• _Seçilen Alıntı_:

Bu çalışma kapsamında, kocasının veya evdeki erkeğin şiddetine dayanamayan altı kadın, kendileri, komşuları, arkadaşı ya da bir akrabasının yardımıyla karakola başvurmuştur. Şehirlerdeki karakolun görevini köylerde jandarma üstlenmektedir. Köyde yaşayan bir kadın (G.6) için köyün muhtarı jandarmayı aramış, Jandarma tutanak tuttuktan sonra İl Müdürlüğü onu sığınmaevine göndermiştir. Koca şiddeti gören üç kadın, doğrudan karakola başvurmamış, şiddet esnasında komşuları ya da akrabaları tarafından polis aranmış ve ekipler şiddetin uygulandığı eve gelmişlerdir. Örneğin, kocası G.7’yi sokakta döverken çevredekiler kocasını polise şikâyet etmişlerdir. Polis gelmiş, karakola gitmişler ve G.7 oradan da ŞÖNİM’e6 gönderilmiş:

“Zaten karakolda çok davamız var. Polis bana dedi ki git dedi, senin ailen yoksa devletin bir sürü sığınmaevleri var”

Kadınlar kolluk güçlerine akraba, komşu, vb. kişiler dışında televizyondan öğrendikleri ALO 183’ü arayarak da ulaşabilmektedir.7 Bu yolla eve polis gelmesini sağlayan kadınlar önce karakola gidip ifade

vermişler sonra hastaneye, oradan da ŞÖNİM’e ve sığınmaevine getirilmişlerdir. Bir kadının (G.9) aşağıdaki anlatısı bunu desteklemektedir:

Televizyonda 183 diye bir şey duydum. … Eşim de bana ben geldiğimde evde olursan seni de çocukları da öldürecem dedi. Ben de çocukları alıp çıktım, kızımın çalıştığı yere gittik. Sonra aklıma bu numara geldi. Aradım, başımdan geçenleri anlattım. Ekip gönderdiler, beni aldılar. Hastaneye götürdüler. Alkol testi istediler benden. Doktor güldü. Kadının haline bak dedi, bunda mı alkol çıkacak dedi. KOZA’dan Bahçeli’ye götürdüler beni.8 Oradan da buraya geldim.

Diğer kadınlardan farklı olarak G.3 ise farklı bir yol izlemiş:

“Kalacak yerim yok diye sosyal yardımlaşmaya gittim. Kaymakamlıktan bir yardım yok dediler, KOZA’nın adresini verdiler, kalacak yerin yoksa böyle bir yer de var dediler, oraya gittim, oradan ilk kabule oradan buraya geldim.”

• _Veri Kayıtları_:
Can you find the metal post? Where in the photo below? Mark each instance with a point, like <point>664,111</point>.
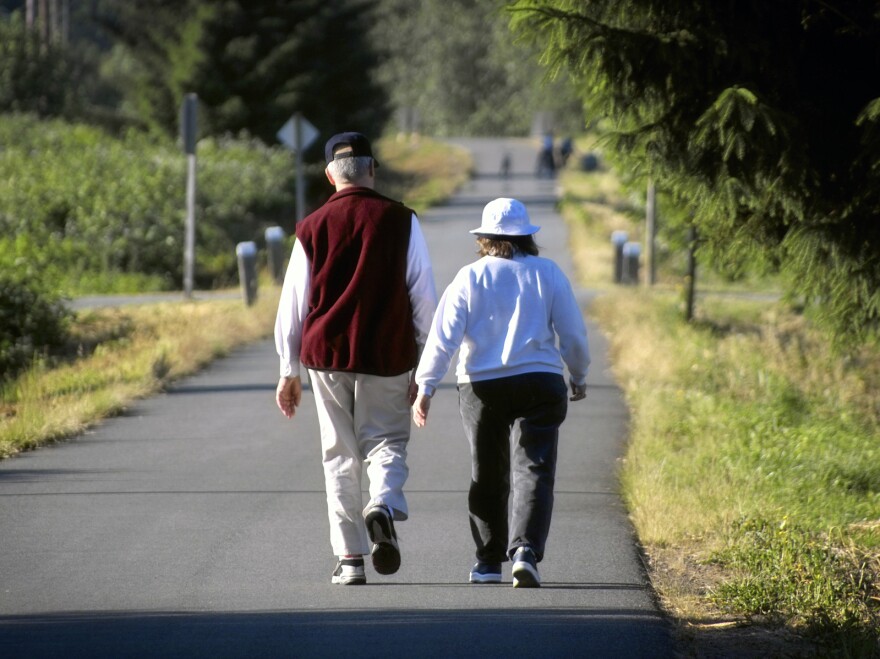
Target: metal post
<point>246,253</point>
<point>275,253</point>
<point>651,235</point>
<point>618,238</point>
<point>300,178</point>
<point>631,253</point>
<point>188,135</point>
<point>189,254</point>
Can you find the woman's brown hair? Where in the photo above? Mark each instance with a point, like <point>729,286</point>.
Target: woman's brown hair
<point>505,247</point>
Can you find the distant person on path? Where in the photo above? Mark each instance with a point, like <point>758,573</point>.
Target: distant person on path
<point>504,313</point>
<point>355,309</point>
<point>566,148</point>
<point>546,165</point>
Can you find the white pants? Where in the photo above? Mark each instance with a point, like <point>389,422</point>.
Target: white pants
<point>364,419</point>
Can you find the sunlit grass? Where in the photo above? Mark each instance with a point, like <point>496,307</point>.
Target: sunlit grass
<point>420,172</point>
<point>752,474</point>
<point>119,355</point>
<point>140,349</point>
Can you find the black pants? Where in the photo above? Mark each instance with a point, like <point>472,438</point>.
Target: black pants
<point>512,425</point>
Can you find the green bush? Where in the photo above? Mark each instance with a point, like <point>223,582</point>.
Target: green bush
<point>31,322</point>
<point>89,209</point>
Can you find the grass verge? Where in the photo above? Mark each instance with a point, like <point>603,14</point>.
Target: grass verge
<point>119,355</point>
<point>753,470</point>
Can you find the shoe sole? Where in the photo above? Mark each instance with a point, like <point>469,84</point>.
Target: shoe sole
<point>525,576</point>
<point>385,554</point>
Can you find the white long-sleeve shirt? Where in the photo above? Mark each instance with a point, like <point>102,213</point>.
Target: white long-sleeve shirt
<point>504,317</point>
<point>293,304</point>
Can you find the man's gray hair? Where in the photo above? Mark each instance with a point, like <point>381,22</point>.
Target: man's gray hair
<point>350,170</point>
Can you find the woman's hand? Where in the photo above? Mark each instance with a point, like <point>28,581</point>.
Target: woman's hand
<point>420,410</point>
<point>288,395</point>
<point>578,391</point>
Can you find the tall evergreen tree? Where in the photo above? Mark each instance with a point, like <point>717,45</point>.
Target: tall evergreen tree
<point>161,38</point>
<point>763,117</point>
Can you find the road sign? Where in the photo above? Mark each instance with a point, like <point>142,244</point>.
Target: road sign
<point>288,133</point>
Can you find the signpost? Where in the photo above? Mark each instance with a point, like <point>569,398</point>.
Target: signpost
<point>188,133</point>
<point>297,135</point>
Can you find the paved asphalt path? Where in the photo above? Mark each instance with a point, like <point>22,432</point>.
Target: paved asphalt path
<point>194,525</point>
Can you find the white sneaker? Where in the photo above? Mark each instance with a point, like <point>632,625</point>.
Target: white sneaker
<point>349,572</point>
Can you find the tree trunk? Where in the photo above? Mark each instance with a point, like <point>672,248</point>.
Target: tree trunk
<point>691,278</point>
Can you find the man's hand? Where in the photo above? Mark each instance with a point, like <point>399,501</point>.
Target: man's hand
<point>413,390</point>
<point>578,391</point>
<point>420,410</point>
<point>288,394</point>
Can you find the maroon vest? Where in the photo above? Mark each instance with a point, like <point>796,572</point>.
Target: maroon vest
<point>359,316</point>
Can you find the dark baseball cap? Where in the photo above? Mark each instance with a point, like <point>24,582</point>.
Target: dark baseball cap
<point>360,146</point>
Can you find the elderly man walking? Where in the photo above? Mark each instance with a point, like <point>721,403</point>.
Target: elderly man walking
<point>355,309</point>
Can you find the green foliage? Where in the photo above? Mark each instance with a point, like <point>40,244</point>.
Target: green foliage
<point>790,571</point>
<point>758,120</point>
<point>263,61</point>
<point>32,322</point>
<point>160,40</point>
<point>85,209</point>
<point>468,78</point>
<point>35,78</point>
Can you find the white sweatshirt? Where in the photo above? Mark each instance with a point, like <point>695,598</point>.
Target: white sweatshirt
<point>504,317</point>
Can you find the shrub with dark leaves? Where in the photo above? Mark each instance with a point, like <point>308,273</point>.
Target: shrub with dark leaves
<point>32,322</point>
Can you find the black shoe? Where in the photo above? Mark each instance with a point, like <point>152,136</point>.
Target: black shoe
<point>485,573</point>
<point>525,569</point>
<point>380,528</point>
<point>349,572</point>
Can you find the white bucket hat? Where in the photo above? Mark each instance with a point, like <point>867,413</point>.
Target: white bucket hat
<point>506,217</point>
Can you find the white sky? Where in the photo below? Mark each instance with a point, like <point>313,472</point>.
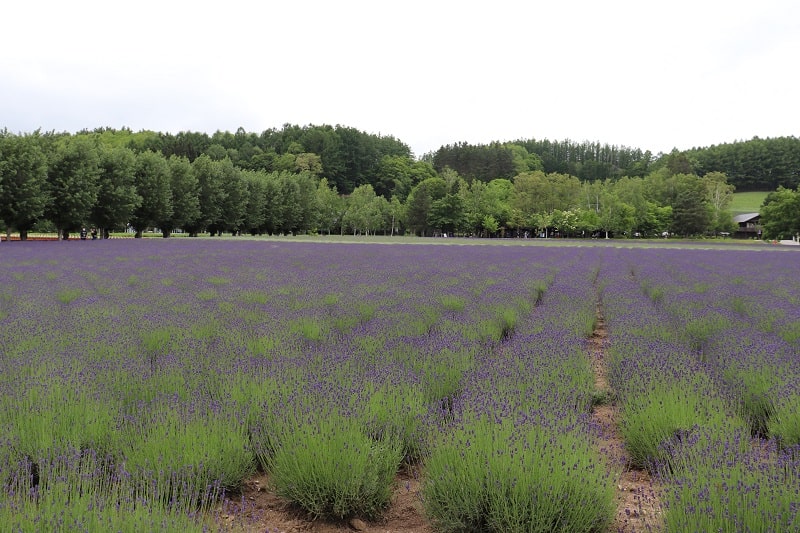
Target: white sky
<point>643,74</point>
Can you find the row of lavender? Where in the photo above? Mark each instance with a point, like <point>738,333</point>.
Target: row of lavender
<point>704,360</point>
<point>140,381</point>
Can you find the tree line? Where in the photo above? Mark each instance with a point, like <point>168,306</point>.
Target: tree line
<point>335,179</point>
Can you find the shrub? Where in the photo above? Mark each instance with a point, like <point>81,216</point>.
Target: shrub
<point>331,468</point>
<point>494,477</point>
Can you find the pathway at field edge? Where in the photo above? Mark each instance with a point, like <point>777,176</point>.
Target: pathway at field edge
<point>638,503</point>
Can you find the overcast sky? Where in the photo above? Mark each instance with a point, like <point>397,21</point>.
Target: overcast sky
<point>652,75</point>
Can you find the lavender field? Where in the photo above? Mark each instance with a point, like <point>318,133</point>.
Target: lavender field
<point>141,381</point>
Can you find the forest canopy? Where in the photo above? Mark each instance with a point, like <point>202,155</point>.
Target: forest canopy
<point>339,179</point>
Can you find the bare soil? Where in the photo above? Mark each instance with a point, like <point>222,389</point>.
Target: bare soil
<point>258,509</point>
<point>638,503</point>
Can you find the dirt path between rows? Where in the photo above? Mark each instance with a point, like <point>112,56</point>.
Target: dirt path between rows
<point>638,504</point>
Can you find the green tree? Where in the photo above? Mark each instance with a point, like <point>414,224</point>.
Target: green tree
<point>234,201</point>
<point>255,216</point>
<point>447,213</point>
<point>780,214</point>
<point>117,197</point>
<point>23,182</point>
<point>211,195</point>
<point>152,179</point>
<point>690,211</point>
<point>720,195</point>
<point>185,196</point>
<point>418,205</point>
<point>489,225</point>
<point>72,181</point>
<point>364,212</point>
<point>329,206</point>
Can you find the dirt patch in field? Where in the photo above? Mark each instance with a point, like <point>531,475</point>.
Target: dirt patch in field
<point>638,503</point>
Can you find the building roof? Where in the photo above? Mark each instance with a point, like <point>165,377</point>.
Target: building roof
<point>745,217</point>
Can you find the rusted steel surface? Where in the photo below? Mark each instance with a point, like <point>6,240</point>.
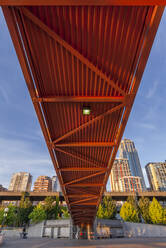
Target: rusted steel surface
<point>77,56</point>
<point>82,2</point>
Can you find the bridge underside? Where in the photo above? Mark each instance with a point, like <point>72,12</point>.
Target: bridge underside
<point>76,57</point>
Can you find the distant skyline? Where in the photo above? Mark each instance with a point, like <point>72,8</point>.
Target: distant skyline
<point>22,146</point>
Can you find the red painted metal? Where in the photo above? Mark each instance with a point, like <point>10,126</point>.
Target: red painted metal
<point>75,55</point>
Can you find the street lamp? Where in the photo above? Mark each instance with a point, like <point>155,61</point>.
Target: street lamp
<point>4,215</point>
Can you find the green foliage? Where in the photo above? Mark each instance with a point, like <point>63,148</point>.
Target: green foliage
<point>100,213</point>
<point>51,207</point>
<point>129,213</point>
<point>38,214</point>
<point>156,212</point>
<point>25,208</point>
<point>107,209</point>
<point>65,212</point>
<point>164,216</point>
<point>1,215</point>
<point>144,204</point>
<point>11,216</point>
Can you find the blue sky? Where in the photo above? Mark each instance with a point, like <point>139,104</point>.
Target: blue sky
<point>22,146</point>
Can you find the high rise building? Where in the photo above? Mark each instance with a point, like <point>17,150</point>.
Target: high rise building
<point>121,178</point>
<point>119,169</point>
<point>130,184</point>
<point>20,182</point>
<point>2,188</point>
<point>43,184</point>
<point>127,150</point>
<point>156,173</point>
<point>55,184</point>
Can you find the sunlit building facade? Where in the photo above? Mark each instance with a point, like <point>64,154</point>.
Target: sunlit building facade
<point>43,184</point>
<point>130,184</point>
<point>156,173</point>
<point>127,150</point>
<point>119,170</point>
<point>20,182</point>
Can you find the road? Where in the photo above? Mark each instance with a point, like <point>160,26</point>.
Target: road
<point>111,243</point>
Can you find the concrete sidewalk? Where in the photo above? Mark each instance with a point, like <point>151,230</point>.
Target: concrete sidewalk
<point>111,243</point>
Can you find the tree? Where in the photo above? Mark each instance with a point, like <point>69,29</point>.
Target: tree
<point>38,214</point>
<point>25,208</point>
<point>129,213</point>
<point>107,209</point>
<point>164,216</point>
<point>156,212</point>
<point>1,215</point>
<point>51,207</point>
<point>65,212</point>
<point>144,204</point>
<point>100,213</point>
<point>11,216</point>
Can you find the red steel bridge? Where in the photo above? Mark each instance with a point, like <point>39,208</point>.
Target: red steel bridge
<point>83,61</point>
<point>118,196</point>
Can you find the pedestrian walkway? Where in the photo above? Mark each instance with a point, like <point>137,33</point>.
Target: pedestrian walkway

• _Verilen Görevler_:
(A) Şiddet gören kadınların sığınmaevine nasıl ulaştığını anlatan alıntıyı iki cümleyle özetleyin.
(B) Alıntıya göre aşağıdaki ifadeler doğru mu? Her biri için evet ya da hayır deyin ve alıntıdan belirleyici sözleri aynen aktarın.
(i) Köylerde karakolun görevini jandarma üstlenir.
(ii) G.7'yi polise şikâyet eden kendi kızıdır.
(iii) G.9'dan hastanede alkol testi istenmemiştir.
(C) Şiddet gören kadınların sığınmaevine nasıl ulaştığını anlatan alıntıyı, G.3'ün sözlerinden sonrasını yazarak sürdürün.

• _Görev Yanıtları_:
(A) Kocasının ya da evdeki erkeğin şiddetine dayanamayan altı kadın, kendileri ya da komşu, arkadaş veya akraba yardımıyla karakola başvurmuştur; köylerde bu görevi jandarma üstlenmektedir. Kadınlar kolluk güçlerine televizyondan öğrendikleri ALO 183'ü arayarak da ulaşabilmiştir; G.3 ise kalacak yeri olmadığı için sosyal yardımlaşmaya gitmiş, orada kendisine KOZA'nın adresi verilmiştir.

(B)
(i) Evet: "Şehirlerdeki karakolun görevini köylerde jandarma üstlenmektedir."
(ii) Hayır: "kocası G.7’yi sokakta döverken çevredekiler kocasını polise şikâyet etmişlerdir."
(iii) Hayır: "Alkol testi istediler benden."

(C)
Kadına yönelik şiddet konusunda Mor Çatı Vakfı Sığınağı’nın 2015 yılında yaptığı izleme çalışmasında 6284 sayılı yasanın uygulanmasında önemli bir işlevi olması beklenen ŞÖNİM’lerin sayısının yetersiz olması ve ŞÖNİM’lerin yapısına ilişkin sıkıntılar nedeniyle, şiddete maruz kalan kadınların ilk adımda başvurduğu kurumların çoğu kez kolluk güçleri olduğu bilgisine ulaşılmaktadır. Hatta Mor Çatı Vakfı Sığınağı’nı arayan ve sığınak konusunda yönlendirme talep eden kadınlar da, ŞÖNİM’e yönlendirilmekten ziyade bu desteğe en hızlı şekilde ulaşmanın yolu olan kolluğa başvurmak olduğu için karakollara yönlendirilmiştir.

Sığınmaevini bilmeme

Kadınların sığınmaevine erişimlerinin önündeki önemli bir engel de sığınmaevi hakkında bir şey bilmiyor olmalarıdır. Yukarıdaki anlatılanlardan da anladığımız üzere görüşme yaptığımız şiddet gören kadınlar, hem sığınmaevi gibi bir hizmetten haberdar değiller hem de sığınmaevine ulaşmak için araması gereken yerlerin – danışma merkezi gibi- iletişim bilgilerinden de bihaberdir. Daha çok kolluk güçlerine başvuran kadınlar onlar aracılığıyla sığınmaevine yerleştirilebilmektedir. Işık ve Kara’nın (2003’den akt. Alpago, 2006, 55) Ankara’da gerçekleştirdiği çalışmada, kadınların %62’sinin Ankara’da bir sığınmaevi olup olmadığını bilmediğini, %10’unun sığınmaevi olduğundan emin olmadığını, %7’sinin ise Ankara’da sığınmaevi olmadığını söylediklerini belirtmektedir. Kadın Adayları Destekleme ve Eğitme Derneği’nin (2004) yaptığı bir araştırmaya

(8)

göre, hane içinde şiddete uğrayan her 100 kadından 18’i, adresi gizli, güvenli, kendi yaşamlarını kurana kadar rahatça yaşayabilecekleri bir sığınmaevinin varolması halinde yararlanacaklarını belirtmektedirler.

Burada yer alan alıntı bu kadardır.